### [TASK DESCRIPTION]
Report each line of the rows below that contains the word "pile", copying every such line in full.

### [EXERCISE MATERIAL]
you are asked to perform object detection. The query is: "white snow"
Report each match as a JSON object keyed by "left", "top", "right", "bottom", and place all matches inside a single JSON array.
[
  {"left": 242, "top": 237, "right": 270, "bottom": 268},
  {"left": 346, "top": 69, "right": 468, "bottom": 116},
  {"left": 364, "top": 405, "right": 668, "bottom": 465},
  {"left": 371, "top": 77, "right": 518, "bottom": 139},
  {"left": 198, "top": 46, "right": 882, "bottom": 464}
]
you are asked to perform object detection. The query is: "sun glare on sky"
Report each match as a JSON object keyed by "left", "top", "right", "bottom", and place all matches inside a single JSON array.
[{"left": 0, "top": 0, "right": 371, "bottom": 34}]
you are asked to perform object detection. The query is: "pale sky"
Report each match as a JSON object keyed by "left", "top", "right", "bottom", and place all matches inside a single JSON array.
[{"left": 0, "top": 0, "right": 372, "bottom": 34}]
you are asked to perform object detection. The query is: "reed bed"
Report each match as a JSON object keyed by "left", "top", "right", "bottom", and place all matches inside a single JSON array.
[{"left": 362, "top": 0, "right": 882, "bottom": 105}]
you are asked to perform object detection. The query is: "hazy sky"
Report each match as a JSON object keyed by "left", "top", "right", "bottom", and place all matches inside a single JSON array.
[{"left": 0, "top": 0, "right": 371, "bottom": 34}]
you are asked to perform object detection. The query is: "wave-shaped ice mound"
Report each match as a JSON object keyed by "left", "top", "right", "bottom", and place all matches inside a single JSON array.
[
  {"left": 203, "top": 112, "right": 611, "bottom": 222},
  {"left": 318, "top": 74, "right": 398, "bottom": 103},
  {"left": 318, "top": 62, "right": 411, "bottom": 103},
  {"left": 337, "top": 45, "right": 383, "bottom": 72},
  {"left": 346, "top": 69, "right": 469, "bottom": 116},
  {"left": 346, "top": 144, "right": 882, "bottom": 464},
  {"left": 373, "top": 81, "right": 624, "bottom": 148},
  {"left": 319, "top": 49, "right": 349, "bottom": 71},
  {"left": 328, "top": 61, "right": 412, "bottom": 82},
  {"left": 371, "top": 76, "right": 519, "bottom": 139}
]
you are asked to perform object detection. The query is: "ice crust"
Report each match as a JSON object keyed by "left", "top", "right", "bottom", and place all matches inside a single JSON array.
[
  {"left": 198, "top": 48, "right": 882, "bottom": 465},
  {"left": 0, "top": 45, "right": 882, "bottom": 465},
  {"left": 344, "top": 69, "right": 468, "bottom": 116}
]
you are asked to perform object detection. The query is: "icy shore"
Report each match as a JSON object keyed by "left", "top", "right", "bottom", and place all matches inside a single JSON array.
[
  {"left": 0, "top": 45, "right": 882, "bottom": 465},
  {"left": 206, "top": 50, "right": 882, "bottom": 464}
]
---
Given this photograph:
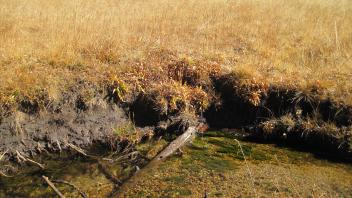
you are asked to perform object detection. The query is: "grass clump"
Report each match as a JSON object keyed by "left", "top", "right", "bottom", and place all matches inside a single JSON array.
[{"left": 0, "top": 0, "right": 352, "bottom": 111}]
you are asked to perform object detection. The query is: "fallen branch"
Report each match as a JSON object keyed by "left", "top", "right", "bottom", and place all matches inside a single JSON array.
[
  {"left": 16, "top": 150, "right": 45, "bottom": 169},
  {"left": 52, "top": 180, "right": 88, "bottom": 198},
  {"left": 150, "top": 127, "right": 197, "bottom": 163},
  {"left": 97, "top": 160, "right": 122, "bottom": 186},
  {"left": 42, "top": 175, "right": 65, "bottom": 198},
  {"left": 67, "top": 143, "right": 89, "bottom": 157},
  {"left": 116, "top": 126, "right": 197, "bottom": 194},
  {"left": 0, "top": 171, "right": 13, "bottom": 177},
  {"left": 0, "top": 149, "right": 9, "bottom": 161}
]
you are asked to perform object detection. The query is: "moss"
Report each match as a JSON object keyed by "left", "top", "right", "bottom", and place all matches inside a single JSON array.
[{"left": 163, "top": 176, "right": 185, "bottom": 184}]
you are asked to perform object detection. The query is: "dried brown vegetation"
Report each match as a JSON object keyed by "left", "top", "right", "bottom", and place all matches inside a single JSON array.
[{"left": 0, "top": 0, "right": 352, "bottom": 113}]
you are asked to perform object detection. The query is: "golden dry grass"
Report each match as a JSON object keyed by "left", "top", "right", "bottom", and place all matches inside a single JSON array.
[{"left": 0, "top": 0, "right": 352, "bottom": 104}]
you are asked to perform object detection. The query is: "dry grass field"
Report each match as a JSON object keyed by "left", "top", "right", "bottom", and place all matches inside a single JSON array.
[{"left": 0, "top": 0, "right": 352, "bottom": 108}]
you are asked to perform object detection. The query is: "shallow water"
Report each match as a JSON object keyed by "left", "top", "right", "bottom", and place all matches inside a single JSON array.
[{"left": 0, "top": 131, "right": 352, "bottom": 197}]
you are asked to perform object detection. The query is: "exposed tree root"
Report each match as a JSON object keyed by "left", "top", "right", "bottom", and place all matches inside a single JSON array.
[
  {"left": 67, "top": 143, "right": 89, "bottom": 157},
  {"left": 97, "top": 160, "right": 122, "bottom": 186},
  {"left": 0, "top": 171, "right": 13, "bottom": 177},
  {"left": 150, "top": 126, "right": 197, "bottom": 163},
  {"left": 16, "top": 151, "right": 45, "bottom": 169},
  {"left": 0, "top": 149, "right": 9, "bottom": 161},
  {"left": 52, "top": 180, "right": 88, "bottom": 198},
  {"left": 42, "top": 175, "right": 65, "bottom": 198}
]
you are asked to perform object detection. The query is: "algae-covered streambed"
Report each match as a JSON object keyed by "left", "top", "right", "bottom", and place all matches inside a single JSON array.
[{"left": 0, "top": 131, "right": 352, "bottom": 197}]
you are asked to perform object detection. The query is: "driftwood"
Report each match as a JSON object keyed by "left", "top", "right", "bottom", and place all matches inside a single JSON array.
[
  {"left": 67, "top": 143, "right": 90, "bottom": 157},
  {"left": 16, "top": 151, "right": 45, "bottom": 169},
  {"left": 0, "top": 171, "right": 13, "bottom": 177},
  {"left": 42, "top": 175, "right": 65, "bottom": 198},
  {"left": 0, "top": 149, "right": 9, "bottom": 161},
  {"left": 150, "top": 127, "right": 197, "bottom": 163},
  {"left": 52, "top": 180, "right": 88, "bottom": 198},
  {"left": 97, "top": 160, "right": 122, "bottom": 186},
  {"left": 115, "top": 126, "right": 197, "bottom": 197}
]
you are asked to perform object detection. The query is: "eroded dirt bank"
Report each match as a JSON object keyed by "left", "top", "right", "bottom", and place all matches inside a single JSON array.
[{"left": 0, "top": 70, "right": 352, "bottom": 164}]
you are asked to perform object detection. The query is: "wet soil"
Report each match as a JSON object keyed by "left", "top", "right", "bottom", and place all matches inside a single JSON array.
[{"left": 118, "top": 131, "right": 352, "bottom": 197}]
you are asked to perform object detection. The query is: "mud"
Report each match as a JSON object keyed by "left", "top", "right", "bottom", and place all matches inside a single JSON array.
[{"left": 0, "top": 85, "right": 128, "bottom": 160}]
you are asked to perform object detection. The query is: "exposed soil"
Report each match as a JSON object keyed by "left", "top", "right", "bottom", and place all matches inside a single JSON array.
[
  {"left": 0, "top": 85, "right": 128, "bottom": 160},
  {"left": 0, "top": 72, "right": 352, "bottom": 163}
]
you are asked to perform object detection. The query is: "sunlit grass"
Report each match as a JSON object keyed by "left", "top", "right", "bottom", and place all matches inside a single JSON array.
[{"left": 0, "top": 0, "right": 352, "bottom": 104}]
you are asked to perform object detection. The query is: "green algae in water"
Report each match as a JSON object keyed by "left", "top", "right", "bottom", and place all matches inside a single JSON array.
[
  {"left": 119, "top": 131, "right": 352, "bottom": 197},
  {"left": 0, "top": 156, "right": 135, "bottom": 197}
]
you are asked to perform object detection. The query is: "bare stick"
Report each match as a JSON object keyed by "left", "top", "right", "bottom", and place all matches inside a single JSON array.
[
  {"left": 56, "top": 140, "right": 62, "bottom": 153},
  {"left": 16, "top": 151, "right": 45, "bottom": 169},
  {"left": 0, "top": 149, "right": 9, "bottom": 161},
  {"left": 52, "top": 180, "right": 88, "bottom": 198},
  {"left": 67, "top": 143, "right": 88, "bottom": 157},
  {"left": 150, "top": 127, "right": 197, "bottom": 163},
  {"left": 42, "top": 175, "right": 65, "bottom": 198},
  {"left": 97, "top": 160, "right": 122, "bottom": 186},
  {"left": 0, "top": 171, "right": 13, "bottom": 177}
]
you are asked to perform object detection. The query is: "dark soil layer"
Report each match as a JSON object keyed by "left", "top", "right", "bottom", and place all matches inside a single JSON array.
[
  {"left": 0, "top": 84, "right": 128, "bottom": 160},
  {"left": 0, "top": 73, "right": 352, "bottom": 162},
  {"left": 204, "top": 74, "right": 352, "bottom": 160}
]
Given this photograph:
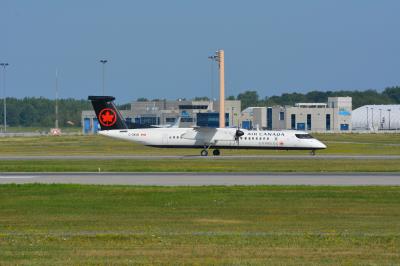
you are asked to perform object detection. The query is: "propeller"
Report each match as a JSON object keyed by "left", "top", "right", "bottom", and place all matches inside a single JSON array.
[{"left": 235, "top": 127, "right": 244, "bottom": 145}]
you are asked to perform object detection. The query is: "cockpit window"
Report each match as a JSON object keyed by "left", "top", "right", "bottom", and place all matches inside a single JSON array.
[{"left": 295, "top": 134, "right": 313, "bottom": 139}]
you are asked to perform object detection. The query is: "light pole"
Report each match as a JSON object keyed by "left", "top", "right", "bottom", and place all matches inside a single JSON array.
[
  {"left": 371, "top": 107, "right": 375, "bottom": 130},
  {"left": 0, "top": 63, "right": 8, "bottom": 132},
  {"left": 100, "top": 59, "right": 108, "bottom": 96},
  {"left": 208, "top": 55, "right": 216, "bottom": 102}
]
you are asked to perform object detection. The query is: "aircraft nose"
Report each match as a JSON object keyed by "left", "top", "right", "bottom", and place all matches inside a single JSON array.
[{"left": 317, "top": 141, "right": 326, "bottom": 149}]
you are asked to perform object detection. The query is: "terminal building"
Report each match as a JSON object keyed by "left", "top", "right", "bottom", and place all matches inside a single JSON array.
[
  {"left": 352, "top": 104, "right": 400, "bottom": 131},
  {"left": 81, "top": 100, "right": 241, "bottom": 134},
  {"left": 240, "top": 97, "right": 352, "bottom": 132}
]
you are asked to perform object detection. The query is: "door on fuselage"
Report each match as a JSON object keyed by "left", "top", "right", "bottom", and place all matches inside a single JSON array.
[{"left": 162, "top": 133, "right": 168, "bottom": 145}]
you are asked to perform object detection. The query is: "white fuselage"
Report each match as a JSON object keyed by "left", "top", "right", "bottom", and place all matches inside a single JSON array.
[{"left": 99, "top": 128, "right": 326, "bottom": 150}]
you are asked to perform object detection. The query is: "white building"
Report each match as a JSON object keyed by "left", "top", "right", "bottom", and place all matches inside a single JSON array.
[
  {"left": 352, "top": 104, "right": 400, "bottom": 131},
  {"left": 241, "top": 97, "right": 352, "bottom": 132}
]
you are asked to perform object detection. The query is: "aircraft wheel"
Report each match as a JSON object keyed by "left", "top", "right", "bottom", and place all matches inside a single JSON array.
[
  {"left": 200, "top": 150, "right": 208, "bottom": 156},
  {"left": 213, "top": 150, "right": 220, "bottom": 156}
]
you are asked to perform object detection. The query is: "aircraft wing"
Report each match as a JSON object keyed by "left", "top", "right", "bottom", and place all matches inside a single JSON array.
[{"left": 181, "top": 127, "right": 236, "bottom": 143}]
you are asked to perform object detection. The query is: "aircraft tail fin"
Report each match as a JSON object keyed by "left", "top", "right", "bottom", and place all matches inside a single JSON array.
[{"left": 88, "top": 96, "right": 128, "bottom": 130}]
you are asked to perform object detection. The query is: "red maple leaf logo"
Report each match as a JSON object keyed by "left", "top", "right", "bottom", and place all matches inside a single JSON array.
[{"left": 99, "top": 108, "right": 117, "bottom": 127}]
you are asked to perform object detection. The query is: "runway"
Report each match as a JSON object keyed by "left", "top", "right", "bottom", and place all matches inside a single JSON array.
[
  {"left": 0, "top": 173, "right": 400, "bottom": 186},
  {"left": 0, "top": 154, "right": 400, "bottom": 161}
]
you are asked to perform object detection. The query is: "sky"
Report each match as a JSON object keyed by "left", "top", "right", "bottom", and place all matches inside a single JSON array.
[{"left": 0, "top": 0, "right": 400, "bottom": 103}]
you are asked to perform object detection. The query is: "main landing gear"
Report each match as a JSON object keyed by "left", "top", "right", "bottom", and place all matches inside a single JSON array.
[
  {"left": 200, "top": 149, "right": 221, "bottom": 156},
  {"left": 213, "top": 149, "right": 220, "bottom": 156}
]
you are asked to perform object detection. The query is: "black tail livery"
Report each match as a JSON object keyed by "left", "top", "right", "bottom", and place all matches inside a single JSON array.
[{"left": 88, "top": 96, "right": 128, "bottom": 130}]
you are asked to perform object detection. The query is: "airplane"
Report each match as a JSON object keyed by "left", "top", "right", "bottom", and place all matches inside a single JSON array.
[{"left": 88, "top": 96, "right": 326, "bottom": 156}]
==
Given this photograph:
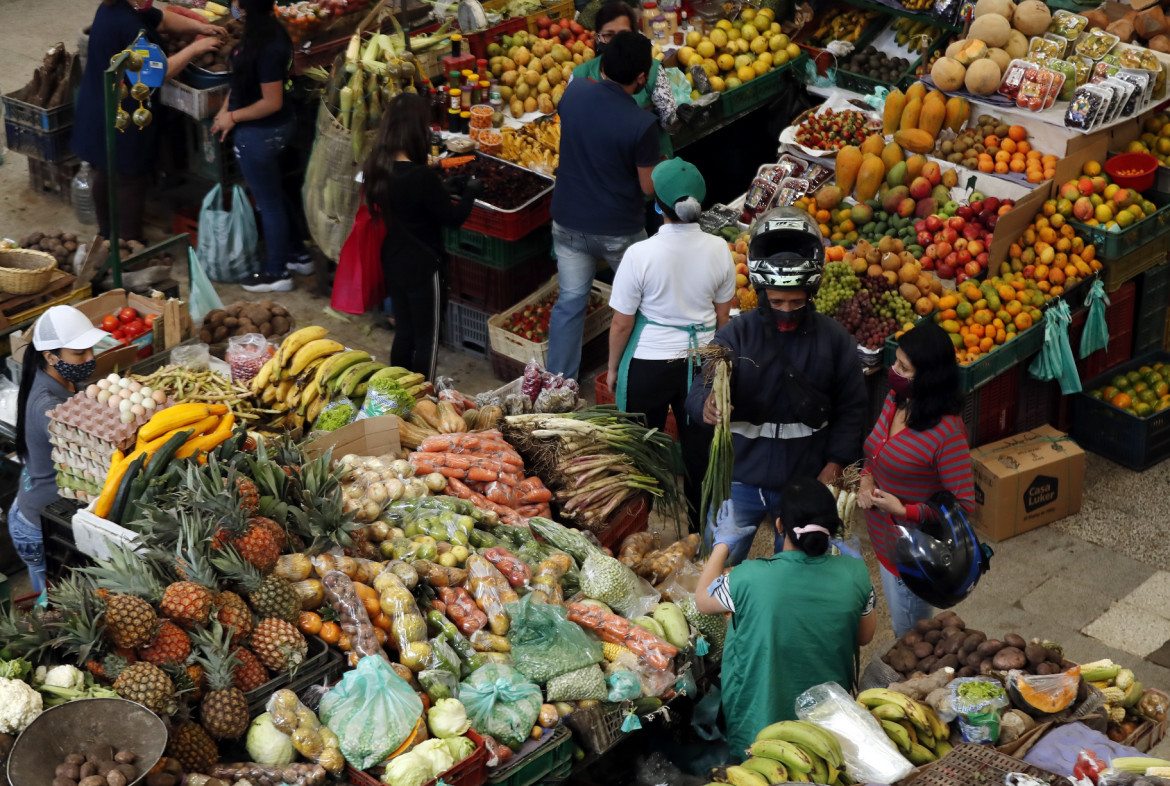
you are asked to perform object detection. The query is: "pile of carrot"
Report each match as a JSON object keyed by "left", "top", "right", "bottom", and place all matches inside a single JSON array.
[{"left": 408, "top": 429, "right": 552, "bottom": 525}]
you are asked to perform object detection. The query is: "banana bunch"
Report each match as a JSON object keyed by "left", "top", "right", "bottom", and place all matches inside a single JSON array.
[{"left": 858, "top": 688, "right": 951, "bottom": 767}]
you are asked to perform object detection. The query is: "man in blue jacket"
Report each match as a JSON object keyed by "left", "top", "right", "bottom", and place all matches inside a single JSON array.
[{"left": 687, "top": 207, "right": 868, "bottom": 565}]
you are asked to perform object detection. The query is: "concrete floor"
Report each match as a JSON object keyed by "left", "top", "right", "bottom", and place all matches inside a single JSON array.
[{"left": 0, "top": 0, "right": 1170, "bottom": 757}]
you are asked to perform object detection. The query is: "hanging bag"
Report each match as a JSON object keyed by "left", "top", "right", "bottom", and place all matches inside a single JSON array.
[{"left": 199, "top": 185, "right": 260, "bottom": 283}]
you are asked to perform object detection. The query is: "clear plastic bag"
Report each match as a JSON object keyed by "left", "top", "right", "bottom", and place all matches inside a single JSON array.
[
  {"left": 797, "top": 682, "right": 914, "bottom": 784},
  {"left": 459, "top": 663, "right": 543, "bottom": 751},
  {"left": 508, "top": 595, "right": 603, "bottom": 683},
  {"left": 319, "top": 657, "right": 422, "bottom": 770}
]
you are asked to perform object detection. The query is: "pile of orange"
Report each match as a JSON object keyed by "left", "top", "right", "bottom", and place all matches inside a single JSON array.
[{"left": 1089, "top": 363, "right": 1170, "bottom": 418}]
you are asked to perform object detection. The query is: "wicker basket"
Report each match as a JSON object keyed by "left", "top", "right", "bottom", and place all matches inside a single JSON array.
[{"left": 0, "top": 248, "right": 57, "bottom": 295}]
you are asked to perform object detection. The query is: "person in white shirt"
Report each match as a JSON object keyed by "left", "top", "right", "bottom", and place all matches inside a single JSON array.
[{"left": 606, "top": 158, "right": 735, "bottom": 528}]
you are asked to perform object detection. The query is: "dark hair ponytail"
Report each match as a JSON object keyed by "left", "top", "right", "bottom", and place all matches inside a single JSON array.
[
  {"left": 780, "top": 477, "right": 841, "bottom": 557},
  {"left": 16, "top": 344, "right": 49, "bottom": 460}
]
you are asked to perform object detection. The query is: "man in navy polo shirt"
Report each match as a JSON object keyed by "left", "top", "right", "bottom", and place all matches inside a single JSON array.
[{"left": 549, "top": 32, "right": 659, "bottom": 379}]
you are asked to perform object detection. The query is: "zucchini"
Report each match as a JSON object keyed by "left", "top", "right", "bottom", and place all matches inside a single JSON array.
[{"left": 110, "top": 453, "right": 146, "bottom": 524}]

### [RESPONSE TO THIS TASK]
you are asked to perform object detection. The query is: "pile of carrot"
you are asked to perform object detection. The query is: "pile of orange"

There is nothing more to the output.